*DOCUMENT EXTRACT*.
........

Often, you need to add the same static tables when you create a new model. This is therefore a good process to automate by using a C# script in Tabular Editor. For instance, this script creates a measure table, and this script creates a date table.
Once you’ve finished and have all the tables in your model, you can proceed with creating relationships, authoring DAX, and adding additional business logic.
In conclusion
Once you’ve gathered the requirements for your semantic model, the next step is to connect to your data. You want to ensure your data is model-ready before you proceed to this step, and if not, ensure that you deal with data quality issues and transform it with an appropriate tool of your choice. If you need to transform data in Power Query, you can take various approaches to doing this while you develop your model in Tabular Editor, Power BI Desktop, or a combination of the two.
In the next article of this series, we’ll share how you can create, test, and manage relationships in your semantic model with Tabular Editor and Power BI Desktop.
Pingback: Validate semantic model relationships – Tabular Editor Blog
Hello,
Is there any way to find number of tables/ calculated column/ measure/ relationships built from the semantic model using Tabular editor?

........

[Coordinate annotation entries]
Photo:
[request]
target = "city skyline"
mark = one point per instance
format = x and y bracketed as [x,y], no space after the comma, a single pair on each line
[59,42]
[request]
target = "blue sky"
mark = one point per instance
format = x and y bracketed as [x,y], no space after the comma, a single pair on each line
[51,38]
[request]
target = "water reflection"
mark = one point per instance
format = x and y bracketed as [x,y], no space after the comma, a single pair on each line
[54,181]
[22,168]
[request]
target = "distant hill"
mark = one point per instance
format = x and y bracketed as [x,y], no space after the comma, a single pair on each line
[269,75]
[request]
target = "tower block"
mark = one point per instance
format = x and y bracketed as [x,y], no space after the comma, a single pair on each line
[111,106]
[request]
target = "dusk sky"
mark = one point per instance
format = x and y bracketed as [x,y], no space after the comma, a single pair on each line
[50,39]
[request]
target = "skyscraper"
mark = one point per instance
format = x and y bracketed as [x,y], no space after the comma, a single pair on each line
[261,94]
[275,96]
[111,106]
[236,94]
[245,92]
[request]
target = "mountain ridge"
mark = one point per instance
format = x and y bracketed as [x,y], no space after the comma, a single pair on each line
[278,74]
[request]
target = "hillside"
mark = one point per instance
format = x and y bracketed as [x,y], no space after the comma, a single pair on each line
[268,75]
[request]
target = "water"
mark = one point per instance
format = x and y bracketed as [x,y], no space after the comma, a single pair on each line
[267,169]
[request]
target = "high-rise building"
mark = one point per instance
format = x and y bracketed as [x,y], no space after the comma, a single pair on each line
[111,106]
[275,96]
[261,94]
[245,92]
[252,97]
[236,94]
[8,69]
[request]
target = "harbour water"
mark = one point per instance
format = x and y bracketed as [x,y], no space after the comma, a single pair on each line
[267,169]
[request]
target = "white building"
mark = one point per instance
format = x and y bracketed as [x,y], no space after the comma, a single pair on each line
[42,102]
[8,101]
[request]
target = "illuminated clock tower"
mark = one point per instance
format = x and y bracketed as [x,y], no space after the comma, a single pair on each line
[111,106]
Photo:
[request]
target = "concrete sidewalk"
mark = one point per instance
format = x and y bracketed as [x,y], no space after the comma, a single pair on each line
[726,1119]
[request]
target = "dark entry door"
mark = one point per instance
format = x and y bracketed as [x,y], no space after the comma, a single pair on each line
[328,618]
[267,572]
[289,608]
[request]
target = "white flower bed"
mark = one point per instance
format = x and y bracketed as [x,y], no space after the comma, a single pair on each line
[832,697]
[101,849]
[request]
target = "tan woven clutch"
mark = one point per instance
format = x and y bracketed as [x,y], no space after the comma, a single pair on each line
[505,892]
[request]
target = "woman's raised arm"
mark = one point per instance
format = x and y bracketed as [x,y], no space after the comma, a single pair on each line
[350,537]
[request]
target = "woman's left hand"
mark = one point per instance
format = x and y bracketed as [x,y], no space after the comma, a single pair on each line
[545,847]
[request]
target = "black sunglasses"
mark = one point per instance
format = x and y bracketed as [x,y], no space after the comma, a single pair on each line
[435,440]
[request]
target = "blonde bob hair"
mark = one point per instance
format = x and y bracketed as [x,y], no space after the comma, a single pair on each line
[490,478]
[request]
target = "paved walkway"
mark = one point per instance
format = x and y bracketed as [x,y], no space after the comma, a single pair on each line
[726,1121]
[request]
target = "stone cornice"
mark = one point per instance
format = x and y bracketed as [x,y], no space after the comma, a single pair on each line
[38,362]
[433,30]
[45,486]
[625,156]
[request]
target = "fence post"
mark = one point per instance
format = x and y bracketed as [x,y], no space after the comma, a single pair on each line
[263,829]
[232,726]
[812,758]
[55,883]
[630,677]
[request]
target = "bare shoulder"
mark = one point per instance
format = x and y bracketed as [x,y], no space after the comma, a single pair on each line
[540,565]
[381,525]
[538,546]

........

*THE TASKS*.
1/ Can you gather every line of the entries that contains the word "woman", treating case as significant?
2/ Could you extend the passage on semantic models in Tabular Editor, picking up right after its final sentence?

*THE RESULTS*.
1/
target = "woman's raised arm"
target = "woman's left hand"

2/
Thanks
Hareesh Devarakonda
Hi Hareesh
You could give this script a try: https://docs.tabulareditor.com/common/CSharpScripts/Beginner/script-count-things.html
It counts the different model objects that exists in a semantic model
Hi, regarding option 2, could you please eloborate in which way implicit data sources are “managed by the Fabric/Power BI Service”? When I use them, I have to define a server address and I’m wondering how this address could be changed automatically when I deploy the model to production.
Thanks, Michael
Hi Michael
Implicit data sources’ credentials are managed by the Fabric/Power BI service, i.e. you have to authenticate your credentials in the service through the semantic model’s settings -> Data Source Credentials.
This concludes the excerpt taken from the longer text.